**Stated task**. Copy the listing below word for word, every line of it.

**Records for the exercise**.
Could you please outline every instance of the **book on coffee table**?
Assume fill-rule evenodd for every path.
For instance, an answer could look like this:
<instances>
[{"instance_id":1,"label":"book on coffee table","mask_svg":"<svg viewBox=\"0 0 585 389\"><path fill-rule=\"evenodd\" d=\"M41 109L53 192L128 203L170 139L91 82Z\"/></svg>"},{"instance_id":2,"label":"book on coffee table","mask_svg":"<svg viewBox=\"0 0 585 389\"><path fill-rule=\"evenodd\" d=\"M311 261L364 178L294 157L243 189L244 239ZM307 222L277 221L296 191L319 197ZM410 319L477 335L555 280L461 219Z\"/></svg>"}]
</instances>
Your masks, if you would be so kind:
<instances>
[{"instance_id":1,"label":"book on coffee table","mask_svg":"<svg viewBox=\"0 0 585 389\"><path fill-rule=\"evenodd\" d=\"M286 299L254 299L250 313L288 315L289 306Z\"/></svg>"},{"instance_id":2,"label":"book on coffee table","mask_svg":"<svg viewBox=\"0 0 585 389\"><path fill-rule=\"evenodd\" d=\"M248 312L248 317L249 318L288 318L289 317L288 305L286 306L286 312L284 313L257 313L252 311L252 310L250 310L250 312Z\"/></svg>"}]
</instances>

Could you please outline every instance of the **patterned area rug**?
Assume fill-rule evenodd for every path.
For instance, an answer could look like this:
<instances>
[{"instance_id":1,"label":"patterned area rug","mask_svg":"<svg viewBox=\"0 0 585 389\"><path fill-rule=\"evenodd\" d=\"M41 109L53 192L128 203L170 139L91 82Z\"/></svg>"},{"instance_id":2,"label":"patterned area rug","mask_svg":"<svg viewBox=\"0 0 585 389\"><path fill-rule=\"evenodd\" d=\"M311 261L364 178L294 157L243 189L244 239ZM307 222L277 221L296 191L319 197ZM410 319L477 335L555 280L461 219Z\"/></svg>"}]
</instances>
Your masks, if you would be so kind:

**Solution to the problem**.
Could you please outline every instance of the **book on coffee table**?
Assume fill-rule evenodd for every path.
For instance, an answer could look like this:
<instances>
[{"instance_id":1,"label":"book on coffee table","mask_svg":"<svg viewBox=\"0 0 585 389\"><path fill-rule=\"evenodd\" d=\"M41 109L53 192L128 203L170 139L91 82Z\"/></svg>"},{"instance_id":2,"label":"book on coffee table","mask_svg":"<svg viewBox=\"0 0 585 389\"><path fill-rule=\"evenodd\" d=\"M311 261L364 178L294 157L243 189L244 239ZM307 222L277 221L296 191L319 197ZM410 319L477 335L555 280L461 219Z\"/></svg>"}]
</instances>
Your masks, if you would be so kind:
<instances>
[{"instance_id":1,"label":"book on coffee table","mask_svg":"<svg viewBox=\"0 0 585 389\"><path fill-rule=\"evenodd\" d=\"M286 299L254 299L250 313L288 315L289 306Z\"/></svg>"},{"instance_id":2,"label":"book on coffee table","mask_svg":"<svg viewBox=\"0 0 585 389\"><path fill-rule=\"evenodd\" d=\"M248 312L248 317L249 318L288 318L289 317L288 305L286 306L286 312L284 313L257 313L252 311L252 310L250 310L250 312Z\"/></svg>"}]
</instances>

Could you please outline every instance of the **patterned area rug**?
Assume fill-rule evenodd for every path.
For instance, an answer could look like this:
<instances>
[{"instance_id":1,"label":"patterned area rug","mask_svg":"<svg viewBox=\"0 0 585 389\"><path fill-rule=\"evenodd\" d=\"M41 109L53 192L128 203L170 139L91 82Z\"/></svg>"},{"instance_id":2,"label":"patterned area rug","mask_svg":"<svg viewBox=\"0 0 585 389\"><path fill-rule=\"evenodd\" d=\"M311 261L364 178L294 157L243 189L244 239ZM307 222L277 221L296 191L319 197ZM410 319L477 335L555 280L461 219Z\"/></svg>"}]
</instances>
Your masks, if you would be so kind:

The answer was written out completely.